▸ **CHECK YOUR UNDERSTANDING**
**A.** Which equations in the trigonometry thread's answer contain $\cos^2(x)$? List each one in the form the answer gives it.
**B.** Can you pick up the trigonometry thread's answer after its last sentence and carry the solution on from there?

+++ QUOTED PASSAGE +++

Solving $\sqrt3\;\cos(x)= \sin\;(\frac {x}{2})$

Question

I'm currently stuck on this trigonometric equation:

$$\sqrt3 \;\cos(x)= \sin\;(\frac {x}{2})$$

Here's what I've tried so far (2 methods):

Method n.1
$$\sqrt3 \;\cos(x)= \sin\;(\frac {x}{2})$$
$$\sqrt3 \;(1-\sin^2x)= \sin\;(\frac {x}{2})$$
$$\sqrt3-\sqrt3\;\sin^2x= \sin\;(\frac {x}{2})$$
$$2\sqrt3-2\sqrt3\;\sin^2x- \sin\;x=0$$

$$// \; let\; \sin \;(x)=y \;//$$

$$2\sqrt3-2\sqrt3\;y^2- y=0$$
$$y=\frac {1\pm\sqrt{1^2-4(-2\sqrt3)(2\sqrt3)}}{2(-2\sqrt3)}$$
$$y=\frac {1\pm\sqrt{1^2(8\sqrt3)(2\sqrt3)}}{-4\sqrt3}$$
$$y=\frac {1\pm\sqrt{1^2+16\times3}}{-4\sqrt3}$$
$$y=\frac {1\pm\sqrt{49}}{-4\sqrt3}$$
$$y=\frac {1\pm7}{-4\sqrt3}$$

$$y_1=\frac {1+7}{-4\sqrt3}=\frac{-2}{\sqrt3}=\frac{-2\sqrt3}{3}$$
$$y_2=\frac {1-7}{-4\sqrt3}=\frac{-3}{-2\sqrt3}=\frac{\sqrt3}{2}$$

$$\arcsin(\frac{-2\sqrt3}{3})=\nexists$$
$$\arcsin(\frac{\sqrt3}{2})=60°$$

$$x_1= 60°+360°k$$
$$x_1= 120°+360°k$$

Method n.2
$$\sqrt3 \;\cos(x)= \sin\;(\frac {x}{2})$$
$$\sqrt3 \; \cos(x)=\pm \frac{\sqrt{ 1-cos (x)}}{2}$$

Any help is appreciated, thank you in advance! 😀

Answer 1

We begin with $\sqrt{3}\cos(x)=\sin(\frac{x}{2})$. We can start by using our half-angle formula to replace $\sin(\frac{x}{2})$ with $\sqrt{\frac{1-\cos(x)}{2}}$. Making the substitution and squaring both sides, we now see that $3\cos^2 (x)=\frac{1-\cos(x)}{2}$. Multiplying both sides by $2$, we get $6\cos^2(x)=1-\cos(x)$, and rearranging the equation, we get $6\cos^2(x)+\cos(x)-1=0$.

+++ DATA SECTION +++

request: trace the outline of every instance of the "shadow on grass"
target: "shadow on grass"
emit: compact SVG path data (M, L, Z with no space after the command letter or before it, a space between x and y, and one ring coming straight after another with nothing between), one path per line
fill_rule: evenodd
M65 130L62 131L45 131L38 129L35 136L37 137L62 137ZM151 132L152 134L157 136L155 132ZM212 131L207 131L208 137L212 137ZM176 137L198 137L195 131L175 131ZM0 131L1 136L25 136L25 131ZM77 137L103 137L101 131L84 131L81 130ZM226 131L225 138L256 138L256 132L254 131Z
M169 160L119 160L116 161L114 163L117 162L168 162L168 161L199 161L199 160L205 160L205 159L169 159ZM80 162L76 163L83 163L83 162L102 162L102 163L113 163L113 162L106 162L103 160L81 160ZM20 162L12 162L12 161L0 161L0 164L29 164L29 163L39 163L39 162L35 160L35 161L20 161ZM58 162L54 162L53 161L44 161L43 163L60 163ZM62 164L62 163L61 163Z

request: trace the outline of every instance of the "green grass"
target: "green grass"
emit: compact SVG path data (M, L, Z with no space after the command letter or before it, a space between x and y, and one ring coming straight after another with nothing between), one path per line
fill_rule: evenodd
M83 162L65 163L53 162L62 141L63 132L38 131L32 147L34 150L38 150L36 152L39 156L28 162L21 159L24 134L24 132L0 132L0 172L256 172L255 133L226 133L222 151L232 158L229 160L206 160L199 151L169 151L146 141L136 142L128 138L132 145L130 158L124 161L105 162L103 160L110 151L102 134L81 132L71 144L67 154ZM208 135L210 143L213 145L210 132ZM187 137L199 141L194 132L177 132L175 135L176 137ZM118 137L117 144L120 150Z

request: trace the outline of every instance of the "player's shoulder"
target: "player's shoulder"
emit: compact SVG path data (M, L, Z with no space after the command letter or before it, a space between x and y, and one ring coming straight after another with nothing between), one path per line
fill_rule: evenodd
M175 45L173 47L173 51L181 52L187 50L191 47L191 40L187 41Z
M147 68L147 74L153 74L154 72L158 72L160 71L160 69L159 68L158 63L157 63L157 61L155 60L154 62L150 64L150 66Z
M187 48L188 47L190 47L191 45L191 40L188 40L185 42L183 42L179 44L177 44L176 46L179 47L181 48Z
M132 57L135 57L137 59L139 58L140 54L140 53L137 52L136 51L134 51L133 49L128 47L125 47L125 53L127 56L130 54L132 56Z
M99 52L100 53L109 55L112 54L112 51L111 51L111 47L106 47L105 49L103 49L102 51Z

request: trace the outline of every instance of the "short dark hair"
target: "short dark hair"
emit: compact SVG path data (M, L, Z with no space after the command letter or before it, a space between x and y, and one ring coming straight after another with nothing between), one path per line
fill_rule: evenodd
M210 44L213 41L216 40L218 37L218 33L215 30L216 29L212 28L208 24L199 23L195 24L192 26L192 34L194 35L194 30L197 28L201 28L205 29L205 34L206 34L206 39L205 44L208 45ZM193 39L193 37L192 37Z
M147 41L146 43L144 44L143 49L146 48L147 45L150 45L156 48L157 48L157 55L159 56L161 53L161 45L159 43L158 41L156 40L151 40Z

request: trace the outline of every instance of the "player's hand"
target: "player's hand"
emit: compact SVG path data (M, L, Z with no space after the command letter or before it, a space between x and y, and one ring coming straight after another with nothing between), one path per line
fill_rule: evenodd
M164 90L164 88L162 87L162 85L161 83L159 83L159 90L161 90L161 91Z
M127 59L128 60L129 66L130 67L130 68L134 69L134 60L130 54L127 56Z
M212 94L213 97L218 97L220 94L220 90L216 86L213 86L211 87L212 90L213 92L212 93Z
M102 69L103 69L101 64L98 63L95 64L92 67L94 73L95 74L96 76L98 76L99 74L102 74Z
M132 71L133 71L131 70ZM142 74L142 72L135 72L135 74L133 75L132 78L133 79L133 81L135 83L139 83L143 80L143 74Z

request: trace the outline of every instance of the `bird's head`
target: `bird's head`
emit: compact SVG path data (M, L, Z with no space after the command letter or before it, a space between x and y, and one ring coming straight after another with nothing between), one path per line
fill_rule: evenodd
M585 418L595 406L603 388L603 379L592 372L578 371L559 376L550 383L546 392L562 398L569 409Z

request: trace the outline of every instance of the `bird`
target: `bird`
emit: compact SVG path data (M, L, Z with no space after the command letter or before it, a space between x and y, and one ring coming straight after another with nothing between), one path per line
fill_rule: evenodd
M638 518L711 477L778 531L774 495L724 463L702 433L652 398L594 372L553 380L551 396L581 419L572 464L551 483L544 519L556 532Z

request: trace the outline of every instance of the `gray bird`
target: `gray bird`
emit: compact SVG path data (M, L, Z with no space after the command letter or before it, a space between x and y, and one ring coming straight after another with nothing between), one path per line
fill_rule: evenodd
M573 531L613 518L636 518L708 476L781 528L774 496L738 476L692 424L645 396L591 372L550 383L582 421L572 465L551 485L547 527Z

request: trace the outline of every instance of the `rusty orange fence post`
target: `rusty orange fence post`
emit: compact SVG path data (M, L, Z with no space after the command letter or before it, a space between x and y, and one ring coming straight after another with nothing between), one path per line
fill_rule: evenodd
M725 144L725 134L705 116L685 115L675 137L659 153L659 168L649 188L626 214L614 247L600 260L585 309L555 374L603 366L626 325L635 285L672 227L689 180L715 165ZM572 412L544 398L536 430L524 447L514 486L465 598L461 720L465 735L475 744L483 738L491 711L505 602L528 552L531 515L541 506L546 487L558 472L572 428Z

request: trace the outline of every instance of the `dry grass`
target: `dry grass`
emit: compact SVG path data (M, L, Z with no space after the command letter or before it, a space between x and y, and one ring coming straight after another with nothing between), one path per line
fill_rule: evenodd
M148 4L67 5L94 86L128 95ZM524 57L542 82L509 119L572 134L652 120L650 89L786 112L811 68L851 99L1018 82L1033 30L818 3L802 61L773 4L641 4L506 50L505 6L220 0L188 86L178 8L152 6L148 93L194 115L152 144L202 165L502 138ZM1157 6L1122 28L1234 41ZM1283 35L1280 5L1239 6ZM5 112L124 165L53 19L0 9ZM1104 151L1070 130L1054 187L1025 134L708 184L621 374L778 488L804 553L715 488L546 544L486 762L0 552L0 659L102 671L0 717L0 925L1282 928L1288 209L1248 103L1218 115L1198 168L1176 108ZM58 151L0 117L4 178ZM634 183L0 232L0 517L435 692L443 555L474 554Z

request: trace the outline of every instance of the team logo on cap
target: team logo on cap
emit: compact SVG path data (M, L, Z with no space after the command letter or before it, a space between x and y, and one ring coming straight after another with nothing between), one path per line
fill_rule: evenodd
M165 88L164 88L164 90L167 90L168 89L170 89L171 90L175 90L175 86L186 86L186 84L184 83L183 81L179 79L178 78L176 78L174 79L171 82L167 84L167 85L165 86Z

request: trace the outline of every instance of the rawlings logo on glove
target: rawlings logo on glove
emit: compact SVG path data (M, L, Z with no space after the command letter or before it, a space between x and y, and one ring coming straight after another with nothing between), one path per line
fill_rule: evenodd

+++

▸ **ANSWERS PROVIDED**
**A.**
$3\cos^2 (x)=\frac{1-\cos(x)}{2}$
$6\cos^2(x)=1-\cos(x)$
$6\cos^2(x)+\cos(x)-1=0$

**B.**
Now we can say that $y=\cos(x)$. This turns the equation into $6y^2+y-1=0$. This is an elementary quadratic equation, the solution of which is $y=\frac{-1\pm\sqrt{1^2-4(6)(-1)}}{2(6)}=\frac{-1\pm5}{12}$, or $y=\frac{1}{3}$ and $y=\frac{-1}{2}$.

If $y=\cos(x)$, then of course, $x=\arccos(y)$. And so, $x=\arccos(\frac{1}{3})\approx1.231$ and $x=\arccos(\frac{-1}{2})=\frac{-2\pi}{3}$.

One thing briefly to note is that there's a small amount of strangeness here due to the fact that $\cos(x)=\cos(-x)$. Specifically, a calculator will tell you that $\arccos(\frac{-1}{2})=\frac{2\pi}{3}$, which is true, but does not satisfy our given equation: $\sqrt{3}\cos(\frac{2\pi}{3})=\frac{-\sqrt{3}}{2}$ and $\sin(\frac{\pi}{3})=\frac{\sqrt{3}}{2}$. In order to remedy this, we switch the sign from positive to negative, keeping the value of the cosine expression negative while switching the sine expression's value to also be negative.